**GIVEN INSTRUCTION A**
Could you retype the toddler post word for word, starting at "What is important" and ending at "bring lasting satisfaction."?
**GIVEN INSTRUCTION B**
Answer these questions from the toddler post:
(i) On what date was it posted?
(ii) What two reactions might a toddler have on realizing a sibling has his favorite toy?
(iii) In what relationship must you first be satisfied in order to give or receive satisfaction in human relationships?

**EXTRACT PROVIDED**
## start

What is important to a toddler?

Posted on April 2, 2013 · Posted in Toddlers

Toddlers are people. If a toddler suddenly realizes that a sibling has his favorite toy, his immediate interpretation might be that something is very wrong with his world. The toddler may burst out crying or he may decide to retrieve his toy even if he has to fight for it. His response flows from his interpretation of his circumstances. For a young child, a toddler, being satisfied is important. Problems arise because, just as with older children and adults, things do not bring lasting satisfaction. 

 

In order to give or receive satisfaction in human relationships, you must first be satisfied in your relationship with Christ. That means resting completely in Christ’s care for you. It means not judging the quality of your relationship with Christ by the circumstances of your life.

## end

**DATA EXCERPTS**
## start

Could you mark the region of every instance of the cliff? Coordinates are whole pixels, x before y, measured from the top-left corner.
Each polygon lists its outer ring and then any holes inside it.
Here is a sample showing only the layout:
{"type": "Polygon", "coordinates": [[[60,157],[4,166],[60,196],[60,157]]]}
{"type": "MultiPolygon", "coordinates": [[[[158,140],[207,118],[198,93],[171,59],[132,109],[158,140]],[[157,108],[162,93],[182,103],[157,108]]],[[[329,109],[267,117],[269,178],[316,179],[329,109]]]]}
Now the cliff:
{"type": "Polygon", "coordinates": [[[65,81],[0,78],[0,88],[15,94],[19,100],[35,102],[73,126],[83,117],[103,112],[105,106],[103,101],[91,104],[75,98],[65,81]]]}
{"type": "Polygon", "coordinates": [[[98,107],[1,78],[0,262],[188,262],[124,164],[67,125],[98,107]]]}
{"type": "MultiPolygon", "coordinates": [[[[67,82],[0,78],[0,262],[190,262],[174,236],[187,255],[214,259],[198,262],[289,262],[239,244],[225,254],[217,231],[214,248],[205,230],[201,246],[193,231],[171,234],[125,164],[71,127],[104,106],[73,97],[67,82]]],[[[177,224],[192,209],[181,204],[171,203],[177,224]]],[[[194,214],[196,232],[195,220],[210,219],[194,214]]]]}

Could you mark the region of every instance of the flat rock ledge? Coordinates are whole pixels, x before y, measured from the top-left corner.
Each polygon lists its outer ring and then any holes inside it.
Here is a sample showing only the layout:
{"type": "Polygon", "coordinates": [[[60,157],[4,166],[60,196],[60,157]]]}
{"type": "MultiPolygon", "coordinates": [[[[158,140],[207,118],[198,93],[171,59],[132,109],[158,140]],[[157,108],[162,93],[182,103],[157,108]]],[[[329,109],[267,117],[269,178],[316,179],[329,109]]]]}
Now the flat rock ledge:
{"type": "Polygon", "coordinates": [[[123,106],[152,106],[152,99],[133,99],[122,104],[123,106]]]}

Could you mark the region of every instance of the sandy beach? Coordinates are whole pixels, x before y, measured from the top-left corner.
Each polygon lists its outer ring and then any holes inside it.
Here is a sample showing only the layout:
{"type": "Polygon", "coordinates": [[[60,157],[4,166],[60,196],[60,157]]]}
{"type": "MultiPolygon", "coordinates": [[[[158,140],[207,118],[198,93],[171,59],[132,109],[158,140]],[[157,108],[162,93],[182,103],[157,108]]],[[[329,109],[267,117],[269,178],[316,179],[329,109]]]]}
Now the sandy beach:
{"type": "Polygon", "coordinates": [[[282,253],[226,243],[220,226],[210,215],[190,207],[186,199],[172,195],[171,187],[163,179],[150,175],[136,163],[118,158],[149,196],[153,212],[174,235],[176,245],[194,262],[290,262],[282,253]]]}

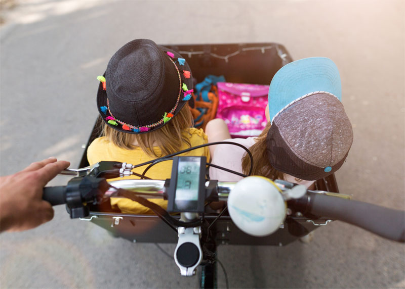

## end

**EXERCISE SOLUTION A**
What is important to a toddler?

Posted on April 2, 2013 · Posted in Toddlers

Toddlers are people. If a toddler suddenly realizes that a sibling has his favorite toy, his immediate interpretation might be that something is very wrong with his world. The toddler may burst out crying or he may decide to retrieve his toy even if he has to fight for it. His response flows from his interpretation of his circumstances. For a young child, a toddler, being satisfied is important. Problems arise because, just as with older children and adults, things do not bring lasting satisfaction.

**EXERCISE SOLUTION B**
(i) April 2, 2013
(ii) He may burst out crying, or he may decide to retrieve his toy even if he has to fight for it.
(iii) Your relationship with Christ